Please recast all of the records below as a Markdown table with the columns Row and Entry, numbering each line and skipping blank lines.

'''

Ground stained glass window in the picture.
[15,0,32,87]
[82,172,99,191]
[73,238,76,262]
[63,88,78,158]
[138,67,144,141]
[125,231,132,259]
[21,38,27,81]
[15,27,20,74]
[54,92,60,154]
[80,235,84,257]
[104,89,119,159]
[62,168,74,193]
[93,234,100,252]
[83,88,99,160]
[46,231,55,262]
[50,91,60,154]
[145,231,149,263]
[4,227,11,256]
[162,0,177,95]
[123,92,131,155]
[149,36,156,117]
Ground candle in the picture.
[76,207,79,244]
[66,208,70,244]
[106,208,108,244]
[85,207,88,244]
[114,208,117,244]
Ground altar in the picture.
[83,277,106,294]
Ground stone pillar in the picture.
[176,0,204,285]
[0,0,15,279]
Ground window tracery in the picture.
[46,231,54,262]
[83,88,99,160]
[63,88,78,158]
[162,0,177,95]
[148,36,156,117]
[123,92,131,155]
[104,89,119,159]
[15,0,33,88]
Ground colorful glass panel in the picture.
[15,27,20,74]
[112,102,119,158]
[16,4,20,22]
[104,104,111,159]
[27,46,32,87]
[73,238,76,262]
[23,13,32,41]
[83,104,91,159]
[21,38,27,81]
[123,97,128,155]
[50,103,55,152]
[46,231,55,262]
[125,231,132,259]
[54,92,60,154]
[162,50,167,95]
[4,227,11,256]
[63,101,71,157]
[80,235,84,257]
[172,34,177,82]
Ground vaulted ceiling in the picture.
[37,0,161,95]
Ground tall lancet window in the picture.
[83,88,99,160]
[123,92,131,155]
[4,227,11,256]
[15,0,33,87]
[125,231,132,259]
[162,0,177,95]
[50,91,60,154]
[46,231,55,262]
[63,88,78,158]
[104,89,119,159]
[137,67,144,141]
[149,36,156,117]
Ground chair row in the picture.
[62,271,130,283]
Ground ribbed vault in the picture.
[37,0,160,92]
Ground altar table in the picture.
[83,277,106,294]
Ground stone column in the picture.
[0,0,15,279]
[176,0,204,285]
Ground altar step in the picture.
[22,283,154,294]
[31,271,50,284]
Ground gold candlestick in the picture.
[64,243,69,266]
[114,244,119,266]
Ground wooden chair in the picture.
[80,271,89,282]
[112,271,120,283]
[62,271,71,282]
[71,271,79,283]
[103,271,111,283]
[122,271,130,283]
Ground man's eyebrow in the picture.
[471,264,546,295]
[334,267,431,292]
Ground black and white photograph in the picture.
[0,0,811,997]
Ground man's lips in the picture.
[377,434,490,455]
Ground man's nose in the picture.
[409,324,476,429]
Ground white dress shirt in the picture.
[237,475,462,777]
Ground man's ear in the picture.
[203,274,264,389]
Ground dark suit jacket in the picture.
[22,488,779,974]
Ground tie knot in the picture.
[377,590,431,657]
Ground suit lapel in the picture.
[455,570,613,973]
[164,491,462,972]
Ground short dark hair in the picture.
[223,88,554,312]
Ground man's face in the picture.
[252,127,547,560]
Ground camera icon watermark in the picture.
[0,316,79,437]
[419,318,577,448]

'''

§ **Output for this exercise**:
| Row | Entry |
|---|---|
| 1 | Ground stained glass window in the picture. |
| 2 | [15,0,32,87] |
| 3 | [82,172,99,191] |
| 4 | [73,238,76,262] |
| 5 | [63,88,78,158] |
| 6 | [138,67,144,141] |
| 7 | [125,231,132,259] |
| 8 | [21,38,27,81] |
| 9 | [15,27,20,74] |
| 10 | [54,92,60,154] |
| 11 | [80,235,84,257] |
| 12 | [104,89,119,159] |
| 13 | [62,168,74,193] |
| 14 | [93,234,100,252] |
| 15 | [83,88,99,160] |
| 16 | [46,231,55,262] |
| 17 | [50,91,60,154] |
| 18 | [145,231,149,263] |
| 19 | [4,227,11,256] |
| 20 | [162,0,177,95] |
| 21 | [123,92,131,155] |
| 22 | [149,36,156,117] |
| 23 | Ground candle in the picture. |
| 24 | [76,207,79,244] |
| 25 | [66,208,70,244] |
| 26 | [106,208,108,244] |
| 27 | [85,207,88,244] |
| 28 | [114,208,117,244] |
| 29 | Ground altar in the picture. |
| 30 | [83,277,106,294] |
| 31 | Ground stone pillar in the picture. |
| 32 | [176,0,204,285] |
| 33 | [0,0,15,279] |
| 34 | Ground window tracery in the picture. |
| 35 | [46,231,54,262] |
| 36 | [83,88,99,160] |
| 37 | [63,88,78,158] |
| 38 | [162,0,177,95] |
| 39 | [148,36,156,117] |
| 40 | [123,92,131,155] |
| 41 | [104,89,119,159] |
| 42 | [15,0,33,88] |
| 43 | Ground colorful glass panel in the picture. |
| 44 | [15,27,20,74] |
| 45 | [112,102,119,158] |
| 46 | [16,4,20,22] |
| 47 | [104,104,111,159] |
| 48 | [27,46,32,87] |
| 49 | [73,238,76,262] |
| 50 | [23,13,32,41] |
| 51 | [83,104,91,159] |
| 52 | [21,38,27,81] |
| 53 | [123,97,128,155] |
| 54 | [50,103,55,152] |
| 55 | [46,231,55,262] |
| 56 | [125,231,132,259] |
| 57 | [54,92,60,154] |
| 58 | [162,50,167,95] |
| 59 | [4,227,11,256] |
| 60 | [63,101,71,157] |
| 61 | [80,235,84,257] |
| 62 | [172,34,177,82] |
| 63 | Ground vaulted ceiling in the picture. |
| 64 | [37,0,161,95] |
| 65 | Ground tall lancet window in the picture. |
| 66 | [83,88,99,160] |
| 67 | [123,92,131,155] |
| 68 | [4,227,11,256] |
| 69 | [15,0,33,87] |
| 70 | [125,231,132,259] |
| 71 | [162,0,177,95] |
| 72 | [50,91,60,154] |
| 73 | [46,231,55,262] |
| 74 | [63,88,78,158] |
| 75 | [104,89,119,159] |
| 76 | [137,67,144,141] |
| 77 | [149,36,156,117] |
| 78 | Ground chair row in the picture. |
| 79 | [62,271,130,283] |
| 80 | Ground ribbed vault in the picture. |
| 81 | [37,0,160,92] |
| 82 | Ground altar table in the picture. |
| 83 | [83,277,106,294] |
| 84 | Ground stone column in the picture. |
| 85 | [0,0,15,279] |
| 86 | [176,0,204,285] |
| 87 | Ground altar step in the picture. |
| 88 | [22,283,154,294] |
| 89 | [31,271,50,284] |
| 90 | Ground gold candlestick in the picture. |
| 91 | [64,243,69,266] |
| 92 | [114,244,119,266] |
| 93 | Ground wooden chair in the picture. |
| 94 | [80,271,89,282] |
| 95 | [112,271,120,283] |
| 96 | [62,271,71,282] |
| 97 | [71,271,79,283] |
| 98 | [103,271,111,283] |
| 99 | [122,271,130,283] |
| 100 | Ground man's eyebrow in the picture. |
| 101 | [471,264,546,295] |
| 102 | [334,267,431,292] |
| 103 | Ground black and white photograph in the picture. |
| 104 | [0,0,811,997] |
| 105 | Ground man's lips in the picture. |
| 106 | [377,434,490,455] |
| 107 | Ground man's nose in the picture. |
| 108 | [409,324,476,429] |
| 109 | Ground white dress shirt in the picture. |
| 110 | [237,475,462,777] |
| 111 | Ground man's ear in the picture. |
| 112 | [203,274,264,389] |
| 113 | Ground dark suit jacket in the picture. |
| 114 | [22,488,779,974] |
| 115 | Ground tie knot in the picture. |
| 116 | [377,590,431,657] |
| 117 | Ground suit lapel in the picture. |
| 118 | [455,570,613,973] |
| 119 | [164,491,462,972] |
| 120 | Ground short dark hair in the picture. |
| 121 | [223,88,554,312] |
| 122 | Ground man's face in the picture. |
| 123 | [252,127,547,560] |
| 124 | Ground camera icon watermark in the picture. |
| 125 | [0,316,79,437] |
| 126 | [419,318,577,448] |